> **Direction**: Exactly reproduce the lines from the one holding "Task: tag the unopened" through the final line of the listing below, with both ends included and nothing else.

[Point placement records]
==================================================

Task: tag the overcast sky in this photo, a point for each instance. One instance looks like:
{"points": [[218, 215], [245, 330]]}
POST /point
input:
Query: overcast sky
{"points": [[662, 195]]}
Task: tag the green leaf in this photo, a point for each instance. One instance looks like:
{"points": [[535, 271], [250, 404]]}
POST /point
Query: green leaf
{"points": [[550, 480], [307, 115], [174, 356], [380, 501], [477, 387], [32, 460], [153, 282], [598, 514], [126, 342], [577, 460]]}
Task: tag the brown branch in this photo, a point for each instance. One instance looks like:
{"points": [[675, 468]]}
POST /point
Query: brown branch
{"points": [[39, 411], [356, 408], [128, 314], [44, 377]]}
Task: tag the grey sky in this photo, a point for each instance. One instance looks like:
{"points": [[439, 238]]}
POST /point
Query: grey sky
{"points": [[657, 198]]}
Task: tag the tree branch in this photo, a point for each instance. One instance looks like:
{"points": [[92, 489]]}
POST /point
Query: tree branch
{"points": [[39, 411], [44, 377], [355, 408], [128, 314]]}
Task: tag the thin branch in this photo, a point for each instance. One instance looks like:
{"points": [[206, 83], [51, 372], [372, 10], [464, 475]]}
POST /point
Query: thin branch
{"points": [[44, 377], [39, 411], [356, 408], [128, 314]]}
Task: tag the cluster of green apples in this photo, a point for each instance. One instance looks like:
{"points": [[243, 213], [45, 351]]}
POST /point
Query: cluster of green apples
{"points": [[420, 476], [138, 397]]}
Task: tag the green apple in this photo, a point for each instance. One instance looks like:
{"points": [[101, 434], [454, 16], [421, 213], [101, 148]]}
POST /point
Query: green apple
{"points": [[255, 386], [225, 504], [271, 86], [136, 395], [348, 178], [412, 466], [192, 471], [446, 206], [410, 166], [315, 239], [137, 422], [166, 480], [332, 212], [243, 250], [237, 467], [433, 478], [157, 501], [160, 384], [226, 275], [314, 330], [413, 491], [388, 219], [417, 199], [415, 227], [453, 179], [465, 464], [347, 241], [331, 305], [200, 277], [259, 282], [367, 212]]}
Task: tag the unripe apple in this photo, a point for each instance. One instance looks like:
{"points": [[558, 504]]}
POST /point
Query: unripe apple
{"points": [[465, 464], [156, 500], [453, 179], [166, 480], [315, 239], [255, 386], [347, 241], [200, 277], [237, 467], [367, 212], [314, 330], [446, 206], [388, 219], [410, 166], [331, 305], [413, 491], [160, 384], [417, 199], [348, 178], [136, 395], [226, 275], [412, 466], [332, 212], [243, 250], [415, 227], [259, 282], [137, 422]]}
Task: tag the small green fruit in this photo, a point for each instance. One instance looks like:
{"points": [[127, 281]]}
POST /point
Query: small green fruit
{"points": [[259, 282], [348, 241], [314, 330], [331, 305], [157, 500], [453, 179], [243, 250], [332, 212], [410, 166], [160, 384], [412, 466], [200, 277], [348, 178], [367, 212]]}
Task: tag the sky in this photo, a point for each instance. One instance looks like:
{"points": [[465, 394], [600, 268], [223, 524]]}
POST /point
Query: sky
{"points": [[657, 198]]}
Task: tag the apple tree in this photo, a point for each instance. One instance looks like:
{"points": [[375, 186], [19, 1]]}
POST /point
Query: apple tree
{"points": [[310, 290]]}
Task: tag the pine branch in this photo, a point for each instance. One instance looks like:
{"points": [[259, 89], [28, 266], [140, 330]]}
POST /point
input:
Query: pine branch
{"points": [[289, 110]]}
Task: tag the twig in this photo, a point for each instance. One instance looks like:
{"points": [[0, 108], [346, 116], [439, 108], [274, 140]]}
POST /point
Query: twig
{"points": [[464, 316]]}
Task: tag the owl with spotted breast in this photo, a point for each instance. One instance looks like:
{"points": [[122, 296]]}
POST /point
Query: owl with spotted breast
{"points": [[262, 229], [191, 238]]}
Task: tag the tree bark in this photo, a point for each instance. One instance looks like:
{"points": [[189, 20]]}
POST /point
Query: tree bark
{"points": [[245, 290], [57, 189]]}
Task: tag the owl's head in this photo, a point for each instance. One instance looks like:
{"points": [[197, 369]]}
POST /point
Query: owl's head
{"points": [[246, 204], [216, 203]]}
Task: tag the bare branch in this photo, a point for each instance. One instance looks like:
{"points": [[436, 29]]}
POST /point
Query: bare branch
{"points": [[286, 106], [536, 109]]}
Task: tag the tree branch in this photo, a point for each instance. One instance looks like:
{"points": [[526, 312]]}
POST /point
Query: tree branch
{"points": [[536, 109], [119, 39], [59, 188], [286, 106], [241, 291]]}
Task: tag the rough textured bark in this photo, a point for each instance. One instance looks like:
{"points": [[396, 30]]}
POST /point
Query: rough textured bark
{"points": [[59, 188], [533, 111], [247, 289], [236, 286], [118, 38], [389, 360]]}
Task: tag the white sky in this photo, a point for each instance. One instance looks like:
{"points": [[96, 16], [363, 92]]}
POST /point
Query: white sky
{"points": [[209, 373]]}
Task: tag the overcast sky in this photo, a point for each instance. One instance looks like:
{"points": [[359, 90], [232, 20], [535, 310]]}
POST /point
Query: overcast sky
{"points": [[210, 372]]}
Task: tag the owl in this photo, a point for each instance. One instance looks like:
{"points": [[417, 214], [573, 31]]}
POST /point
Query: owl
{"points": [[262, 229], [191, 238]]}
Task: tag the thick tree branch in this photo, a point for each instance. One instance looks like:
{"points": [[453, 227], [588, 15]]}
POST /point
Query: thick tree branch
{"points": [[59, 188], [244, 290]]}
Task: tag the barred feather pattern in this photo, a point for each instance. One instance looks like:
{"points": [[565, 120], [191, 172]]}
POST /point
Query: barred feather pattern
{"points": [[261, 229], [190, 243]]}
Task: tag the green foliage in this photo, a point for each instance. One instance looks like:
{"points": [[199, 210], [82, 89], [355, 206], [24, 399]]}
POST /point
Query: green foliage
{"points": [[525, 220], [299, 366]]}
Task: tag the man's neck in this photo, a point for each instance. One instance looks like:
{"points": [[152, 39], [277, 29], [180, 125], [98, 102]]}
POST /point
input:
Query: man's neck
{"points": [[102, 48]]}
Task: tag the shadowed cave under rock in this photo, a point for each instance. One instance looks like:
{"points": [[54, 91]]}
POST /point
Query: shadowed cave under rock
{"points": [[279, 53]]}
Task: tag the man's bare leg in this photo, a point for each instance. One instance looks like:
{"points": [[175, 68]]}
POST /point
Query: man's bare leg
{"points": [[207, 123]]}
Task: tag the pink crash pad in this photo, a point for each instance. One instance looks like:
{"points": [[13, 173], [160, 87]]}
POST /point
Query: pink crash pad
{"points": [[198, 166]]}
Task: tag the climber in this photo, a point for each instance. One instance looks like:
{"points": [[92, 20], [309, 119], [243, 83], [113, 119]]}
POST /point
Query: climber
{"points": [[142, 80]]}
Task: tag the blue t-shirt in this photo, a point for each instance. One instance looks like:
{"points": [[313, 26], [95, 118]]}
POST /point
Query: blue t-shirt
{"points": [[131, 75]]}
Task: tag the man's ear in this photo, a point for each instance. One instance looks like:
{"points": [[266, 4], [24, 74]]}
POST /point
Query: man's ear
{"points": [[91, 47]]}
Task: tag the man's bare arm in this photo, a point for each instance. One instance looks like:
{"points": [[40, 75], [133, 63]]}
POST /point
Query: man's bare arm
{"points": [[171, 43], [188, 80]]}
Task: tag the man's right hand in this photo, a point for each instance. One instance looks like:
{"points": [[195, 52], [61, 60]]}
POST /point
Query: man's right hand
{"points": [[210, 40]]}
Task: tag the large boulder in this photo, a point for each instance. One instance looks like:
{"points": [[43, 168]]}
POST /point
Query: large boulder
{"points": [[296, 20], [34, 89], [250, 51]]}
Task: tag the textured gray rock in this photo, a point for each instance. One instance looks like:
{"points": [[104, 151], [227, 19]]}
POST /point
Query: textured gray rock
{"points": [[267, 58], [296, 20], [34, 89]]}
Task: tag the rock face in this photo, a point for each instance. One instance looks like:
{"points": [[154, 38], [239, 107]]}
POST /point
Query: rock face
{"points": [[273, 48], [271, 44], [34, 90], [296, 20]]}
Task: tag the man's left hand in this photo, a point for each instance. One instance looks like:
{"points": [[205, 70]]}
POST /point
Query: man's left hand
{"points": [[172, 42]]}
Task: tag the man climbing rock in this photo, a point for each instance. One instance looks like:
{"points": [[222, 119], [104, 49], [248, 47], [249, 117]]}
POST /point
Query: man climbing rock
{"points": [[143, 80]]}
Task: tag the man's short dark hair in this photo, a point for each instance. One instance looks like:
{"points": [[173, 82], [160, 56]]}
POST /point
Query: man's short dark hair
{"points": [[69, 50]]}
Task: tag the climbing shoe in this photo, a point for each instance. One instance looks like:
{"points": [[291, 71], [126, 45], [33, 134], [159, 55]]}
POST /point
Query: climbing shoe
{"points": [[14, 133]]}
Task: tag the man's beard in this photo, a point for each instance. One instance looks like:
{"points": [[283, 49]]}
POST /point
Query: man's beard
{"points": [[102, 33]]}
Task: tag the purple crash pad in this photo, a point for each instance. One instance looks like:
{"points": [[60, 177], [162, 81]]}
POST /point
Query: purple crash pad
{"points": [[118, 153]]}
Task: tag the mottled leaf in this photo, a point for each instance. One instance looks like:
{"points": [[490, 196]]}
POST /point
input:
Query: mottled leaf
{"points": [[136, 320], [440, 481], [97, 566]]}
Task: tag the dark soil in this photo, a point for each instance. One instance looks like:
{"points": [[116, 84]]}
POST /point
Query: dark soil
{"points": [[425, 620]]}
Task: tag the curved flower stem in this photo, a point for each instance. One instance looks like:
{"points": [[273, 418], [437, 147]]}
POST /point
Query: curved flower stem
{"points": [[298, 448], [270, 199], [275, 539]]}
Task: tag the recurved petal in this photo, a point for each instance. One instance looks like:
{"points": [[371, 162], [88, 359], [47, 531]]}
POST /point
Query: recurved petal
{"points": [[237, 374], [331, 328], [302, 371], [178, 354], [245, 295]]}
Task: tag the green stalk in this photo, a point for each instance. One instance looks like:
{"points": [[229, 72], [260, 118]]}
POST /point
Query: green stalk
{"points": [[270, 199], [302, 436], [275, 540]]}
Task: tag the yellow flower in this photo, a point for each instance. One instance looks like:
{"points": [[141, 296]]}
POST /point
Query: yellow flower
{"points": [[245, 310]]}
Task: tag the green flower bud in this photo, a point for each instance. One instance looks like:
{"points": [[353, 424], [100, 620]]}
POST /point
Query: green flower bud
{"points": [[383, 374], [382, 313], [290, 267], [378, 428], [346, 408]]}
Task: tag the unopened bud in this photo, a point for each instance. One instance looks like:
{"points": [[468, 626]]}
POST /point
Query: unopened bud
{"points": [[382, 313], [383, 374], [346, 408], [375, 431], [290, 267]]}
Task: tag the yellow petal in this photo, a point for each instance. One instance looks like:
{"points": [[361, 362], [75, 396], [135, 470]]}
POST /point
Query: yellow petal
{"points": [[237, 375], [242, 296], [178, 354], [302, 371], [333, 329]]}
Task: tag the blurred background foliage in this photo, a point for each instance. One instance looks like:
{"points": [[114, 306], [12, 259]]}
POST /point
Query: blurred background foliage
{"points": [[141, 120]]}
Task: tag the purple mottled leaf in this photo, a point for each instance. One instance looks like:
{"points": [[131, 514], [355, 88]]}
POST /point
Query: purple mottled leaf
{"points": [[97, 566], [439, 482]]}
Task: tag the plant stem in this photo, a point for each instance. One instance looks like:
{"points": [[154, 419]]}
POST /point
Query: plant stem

==================================================

> **The solution**:
Task: tag the unopened bud in this photo, a point for each instance. One instance looks like:
{"points": [[468, 626]]}
POST /point
Query: unopened bud
{"points": [[382, 313], [383, 374], [346, 408], [375, 431], [290, 267]]}
Task: tag the yellow petal in this photo, a point for each instance. One instance looks like:
{"points": [[361, 362], [75, 396], [135, 470]]}
POST /point
Query: yellow petal
{"points": [[237, 375], [242, 296], [178, 354], [302, 371], [333, 329]]}
Task: tag the blurred background foliage in this photo, a point for each instance. One instance looks like:
{"points": [[114, 306], [12, 259]]}
POST /point
Query: blurred background foliage
{"points": [[141, 120]]}
Task: tag the purple mottled leaf in this photo, a point for each instance. One instance looks like:
{"points": [[131, 514], [355, 88]]}
POST /point
Query: purple mottled leaf
{"points": [[97, 566], [439, 482]]}
Task: tag the plant stem in this photo, a point for each instance. One instance looks like:
{"points": [[154, 419]]}
POST /point
Query: plant stem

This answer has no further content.